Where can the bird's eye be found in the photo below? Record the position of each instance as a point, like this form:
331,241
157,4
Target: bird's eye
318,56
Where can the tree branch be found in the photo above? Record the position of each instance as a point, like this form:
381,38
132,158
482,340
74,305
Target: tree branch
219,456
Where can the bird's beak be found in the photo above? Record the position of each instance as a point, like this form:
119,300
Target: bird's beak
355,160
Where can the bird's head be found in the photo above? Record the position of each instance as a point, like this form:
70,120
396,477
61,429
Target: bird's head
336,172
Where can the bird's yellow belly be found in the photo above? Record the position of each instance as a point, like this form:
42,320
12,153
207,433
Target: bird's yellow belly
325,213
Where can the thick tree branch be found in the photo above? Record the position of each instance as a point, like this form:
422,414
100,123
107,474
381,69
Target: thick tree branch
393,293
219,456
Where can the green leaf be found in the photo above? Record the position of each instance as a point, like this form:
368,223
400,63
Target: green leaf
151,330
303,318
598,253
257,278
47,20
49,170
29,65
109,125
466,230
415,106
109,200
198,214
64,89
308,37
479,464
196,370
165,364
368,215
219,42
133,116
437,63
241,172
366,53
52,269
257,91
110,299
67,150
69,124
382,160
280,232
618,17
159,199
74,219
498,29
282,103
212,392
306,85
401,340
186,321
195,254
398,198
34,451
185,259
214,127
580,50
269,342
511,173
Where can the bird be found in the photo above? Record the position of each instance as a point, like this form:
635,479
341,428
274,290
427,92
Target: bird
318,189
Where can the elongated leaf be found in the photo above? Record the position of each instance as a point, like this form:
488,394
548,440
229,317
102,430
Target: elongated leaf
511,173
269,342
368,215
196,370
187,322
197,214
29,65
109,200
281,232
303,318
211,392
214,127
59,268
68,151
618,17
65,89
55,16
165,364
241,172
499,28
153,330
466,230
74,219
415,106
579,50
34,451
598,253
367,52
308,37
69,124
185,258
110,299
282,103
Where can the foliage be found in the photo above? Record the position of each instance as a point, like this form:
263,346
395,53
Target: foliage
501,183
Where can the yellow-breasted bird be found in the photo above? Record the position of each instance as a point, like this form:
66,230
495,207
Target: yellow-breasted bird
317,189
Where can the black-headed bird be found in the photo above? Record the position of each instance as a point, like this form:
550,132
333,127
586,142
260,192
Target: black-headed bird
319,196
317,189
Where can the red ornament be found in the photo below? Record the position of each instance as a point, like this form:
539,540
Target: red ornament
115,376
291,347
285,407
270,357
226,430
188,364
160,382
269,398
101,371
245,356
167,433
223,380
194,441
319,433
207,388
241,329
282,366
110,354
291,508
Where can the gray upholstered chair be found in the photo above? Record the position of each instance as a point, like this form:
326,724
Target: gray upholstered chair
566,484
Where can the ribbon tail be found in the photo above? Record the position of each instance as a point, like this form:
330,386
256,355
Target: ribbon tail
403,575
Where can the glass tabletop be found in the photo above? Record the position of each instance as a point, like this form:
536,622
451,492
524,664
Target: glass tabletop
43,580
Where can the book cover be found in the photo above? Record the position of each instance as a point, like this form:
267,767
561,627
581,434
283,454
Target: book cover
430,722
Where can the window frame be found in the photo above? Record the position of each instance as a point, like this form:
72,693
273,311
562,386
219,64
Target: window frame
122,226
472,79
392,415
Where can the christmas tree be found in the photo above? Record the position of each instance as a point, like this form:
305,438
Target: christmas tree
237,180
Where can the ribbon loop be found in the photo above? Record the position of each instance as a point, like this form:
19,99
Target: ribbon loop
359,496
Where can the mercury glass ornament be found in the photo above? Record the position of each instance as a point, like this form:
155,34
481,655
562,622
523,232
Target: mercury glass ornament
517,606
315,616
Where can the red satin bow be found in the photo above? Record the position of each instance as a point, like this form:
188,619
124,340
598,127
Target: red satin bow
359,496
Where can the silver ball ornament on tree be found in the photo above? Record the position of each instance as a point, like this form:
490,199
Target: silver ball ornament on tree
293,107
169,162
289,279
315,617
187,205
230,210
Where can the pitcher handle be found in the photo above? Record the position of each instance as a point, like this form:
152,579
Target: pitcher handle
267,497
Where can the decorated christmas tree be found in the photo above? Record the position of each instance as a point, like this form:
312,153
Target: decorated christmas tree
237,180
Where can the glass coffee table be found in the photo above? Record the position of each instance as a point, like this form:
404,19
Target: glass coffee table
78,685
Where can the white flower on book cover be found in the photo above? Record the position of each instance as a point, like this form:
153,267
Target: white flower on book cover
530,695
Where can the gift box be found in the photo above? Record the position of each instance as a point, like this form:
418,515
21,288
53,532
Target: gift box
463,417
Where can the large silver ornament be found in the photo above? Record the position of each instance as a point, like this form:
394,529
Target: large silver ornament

- **Your task**:
Reproduce only the lines running from the one that contains "Where can the pitcher" to the last line of the records.

- **Output of the task**:
Where can the pitcher handle be found in the photo above? Record the position of each instance as a point, like this form:
152,579
Target: pitcher handle
267,497
Where can the decorated christmas tree be found in the photo above? Record the position of each instance as a point, like this form:
312,153
Target: decorated christmas tree
237,180
Where can the glass coffee table be found in the photo above? Record the position of each instance as a point, like this form:
404,19
Target: glass coffee table
78,685
Where can the white flower on book cover be found in the photo above? Record the position of each instance as a point, like this form:
153,267
Target: white flower on book cover
530,695
Where can the gift box be found in the photo above? Record the position of each instance as a point, like this form:
418,515
21,288
53,532
Target: gift box
463,417
Where can the large silver ornament be found in the photo above? Record the position of each instance as a point, like this form:
394,529
Target: large silver ornament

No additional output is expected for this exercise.